Object location annotation data →
--

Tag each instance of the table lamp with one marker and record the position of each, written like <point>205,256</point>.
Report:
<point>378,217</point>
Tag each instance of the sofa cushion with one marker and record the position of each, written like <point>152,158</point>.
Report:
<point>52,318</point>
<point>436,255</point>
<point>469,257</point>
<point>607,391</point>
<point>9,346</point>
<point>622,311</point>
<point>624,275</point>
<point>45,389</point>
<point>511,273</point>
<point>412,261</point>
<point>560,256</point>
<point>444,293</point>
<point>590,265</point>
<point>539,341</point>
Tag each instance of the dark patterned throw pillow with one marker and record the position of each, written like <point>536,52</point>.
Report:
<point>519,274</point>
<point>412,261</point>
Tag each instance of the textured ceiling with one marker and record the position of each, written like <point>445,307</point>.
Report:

--

Copy every one of the rows above verbatim, keeping each line unchanged and in its original order.

FULL SOLUTION →
Tag each instance of the table lamp with one marker and record the position of each, written like <point>205,256</point>.
Report:
<point>378,217</point>
Tag each instance of the sofa cushion with one marker and record the position of each, written like <point>152,158</point>.
Report:
<point>52,318</point>
<point>436,255</point>
<point>469,257</point>
<point>607,391</point>
<point>9,346</point>
<point>622,311</point>
<point>624,275</point>
<point>45,389</point>
<point>511,273</point>
<point>412,261</point>
<point>560,256</point>
<point>444,293</point>
<point>590,265</point>
<point>539,341</point>
Tag each instance of the dark patterned throw pillow with one marker and record the position of each, written like <point>536,52</point>.
Report:
<point>519,274</point>
<point>412,261</point>
Tag each instance of the textured ceiling with one marker and record the position of each, written like <point>445,307</point>.
Report:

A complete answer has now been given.